Task description – Can you resume the blog post below on the judicial ethics complaint against Justice Catherine Connors, picking up right after its final sentence?

Given text –
◇ ◇ ◇
In Re Catherine Connors–Proposed New Rules, but What Does the Rule Mean?

Posted by Ed Folsom, January 13, 2025.

(Photo: Robert F. Bukaty, AP, April 12, 2018, file photo from Maine Public)

The procedural background.

When I last blogged on the pending judicial ethics complaint against Maine Supreme Court Justice Catherine Connors, it was mid-November and the Maine Supreme Judicial Court had just remanded the report and recommendations of the Committee on Judicial Conduct back to the Committee for failing to meet the pleading requirements of the governing rules. When such matters are properly pleaded, the existing rules require them to be decided by the Supreme Judicial Court even when the misconduct at issue was allegedly committed by a Justice of that same Court. When the Court remanded  the initial report to the Committee, the remand order invited the Committee to consider alternatives to having the Supreme Judicial Court decide the matter against one of its own.

On December 16, the Committee filed an amended report recommending that the Supreme Judicial Court should not decide the matter, but that it might instead be decided by a panel of Superior Court justices or out-of-state judges. In fact, it’s hard to see how the justices of the Supreme Judicial Court could decide Connors’ case without being accused of violating the same ethics rule regarding appearances of impropriety that Connors allegedly violated.

On December 31, Justice Connors filed a reply to the amended report, arguing among other things that the matter should be decided by the Supreme Judicial Court.

On January 9, the Supreme Judicial Court invited public comment on a proposed set of amendments to the Order Establishing the Committee on Judicial Conduct, the Maine rules for the Committee on Judicial Conduct, and the rules for judicial disciplinary proceedings. The proposed amendments would add language providing that a proceeding against a Supreme Judicial Court Justice is to be decided by a panel consisting of the 4 most senior members of the District Court and 4 most senior members of the Superior Court, as follows:

If a report by the Committee pursuant to Rule 3 involves a justice of the Supreme Judicial Court, the other members of the Supreme Judicial Court shall not participate. The Executive Clerk of the Supreme Judicial Court shall forward the report to the Chief Justice of the Superior Court and the Chief Judge of the District Court for them to convene the panel that decides the matter. The panel shall consist of the four most senior active judges of the District Court and the four most senior active justices of the Superior Court who are available to serve. Seniority shall be based on time in active service as a member of the judge’s or justice’s current court, not on total service in the Judicial Branch.
◇ ◇ ◇
Data provided –
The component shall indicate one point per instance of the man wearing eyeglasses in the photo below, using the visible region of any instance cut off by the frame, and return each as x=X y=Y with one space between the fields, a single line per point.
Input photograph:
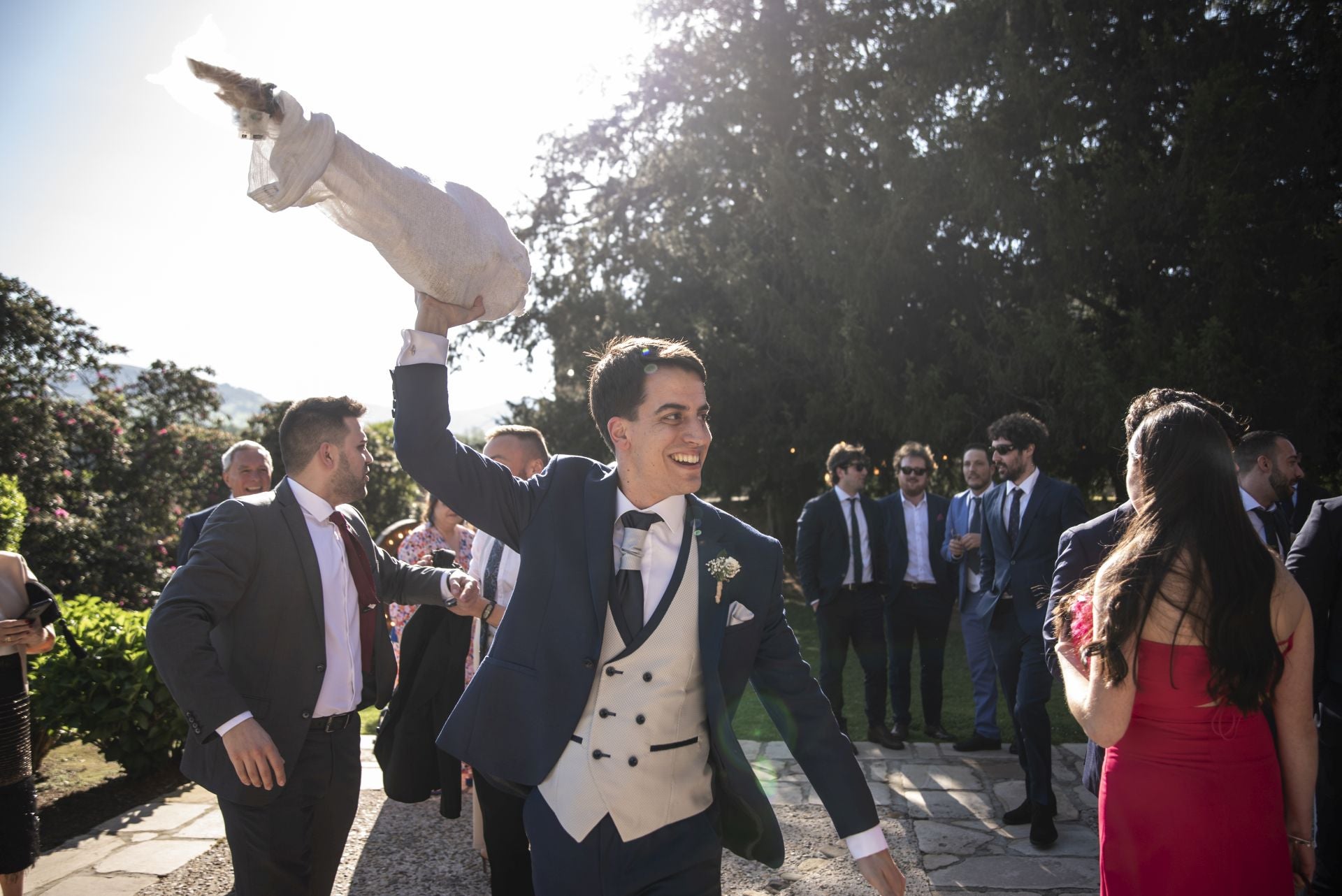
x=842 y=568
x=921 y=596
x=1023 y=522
◇ ◇ ◇
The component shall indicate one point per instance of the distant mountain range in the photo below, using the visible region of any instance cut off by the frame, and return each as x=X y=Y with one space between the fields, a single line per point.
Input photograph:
◇ ◇ ◇
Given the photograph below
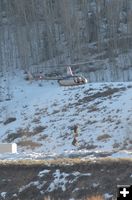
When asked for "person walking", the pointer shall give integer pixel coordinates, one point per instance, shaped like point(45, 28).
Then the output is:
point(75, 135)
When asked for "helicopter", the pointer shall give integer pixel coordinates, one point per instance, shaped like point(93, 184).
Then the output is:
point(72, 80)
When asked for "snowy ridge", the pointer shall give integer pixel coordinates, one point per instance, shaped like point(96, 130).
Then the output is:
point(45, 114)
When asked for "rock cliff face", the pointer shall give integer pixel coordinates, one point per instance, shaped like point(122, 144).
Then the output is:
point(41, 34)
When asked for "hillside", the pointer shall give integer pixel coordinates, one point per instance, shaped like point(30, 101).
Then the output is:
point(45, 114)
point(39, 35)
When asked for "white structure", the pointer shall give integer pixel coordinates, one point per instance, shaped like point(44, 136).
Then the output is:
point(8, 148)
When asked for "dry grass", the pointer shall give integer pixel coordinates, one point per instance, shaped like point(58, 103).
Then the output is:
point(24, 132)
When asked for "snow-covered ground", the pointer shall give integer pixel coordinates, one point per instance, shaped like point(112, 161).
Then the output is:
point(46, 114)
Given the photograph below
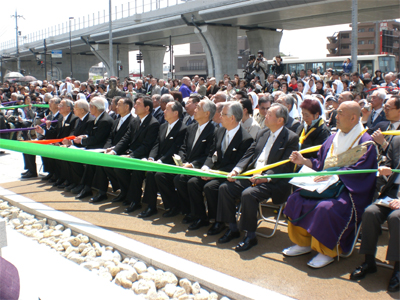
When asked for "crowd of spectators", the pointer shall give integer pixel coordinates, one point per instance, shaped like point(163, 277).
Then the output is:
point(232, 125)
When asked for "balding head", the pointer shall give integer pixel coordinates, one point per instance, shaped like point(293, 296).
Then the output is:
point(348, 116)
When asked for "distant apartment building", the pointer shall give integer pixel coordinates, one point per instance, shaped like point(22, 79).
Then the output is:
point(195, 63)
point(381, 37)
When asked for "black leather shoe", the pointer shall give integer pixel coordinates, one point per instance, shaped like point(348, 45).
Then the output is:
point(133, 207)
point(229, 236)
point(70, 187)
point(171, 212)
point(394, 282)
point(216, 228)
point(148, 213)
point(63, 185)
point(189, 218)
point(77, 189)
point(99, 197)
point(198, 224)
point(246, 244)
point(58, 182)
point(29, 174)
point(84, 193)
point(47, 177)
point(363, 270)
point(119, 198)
◇ ◇ ◇
Answer to this problem –
The deadline for public comment is January 23, 2025, at 4:00 p.m., so anyone who wants to weigh-in on the proposed rule changes only has until then to do it. More than likely, public comment isn’t going to change the course of events. But it does look like some members of the legal community are poised to suggest that non-lawyer members of the public should be appointed to the panel of deciders.

What is Justice Connors’ alleged violation of the ethics rules?

The Committee on Judicial Conduct argues that Connors should have recused herself from two Maine Supreme Judicial Court cases that she participated in as a Supreme Court Justice, because her participation “would cause a reasonable person to question her impartiality.” Canon 2, Rule 2.11(A) of the Maine Code of Judicial Conduct states in pertinent part: “A judge shall disqualify or recuse himself or herself in any proceeding in which the judge’s impartiality might reasonably be questioned…” Here is how the Committee frames its argument, in light of Connors’ pre-judge experience as an attorney representing banks and, in particular, her having been on the losing side of a foreclosure issue that she helped reverse by deciding the cases at issue:

Justice Connors was required to follow the requirements of Canon, 2, Rule 2.11 (A) to consider whether her impartiality might be questioned from the perspective of a reasonable person. Therefore, it does not matter whether Justice Connors subjectively thought she could be fair or impartial despite participating in foreclosure appeals where she had repeatedly taken strong positions on behalf of banking interests against the interests of homeowners.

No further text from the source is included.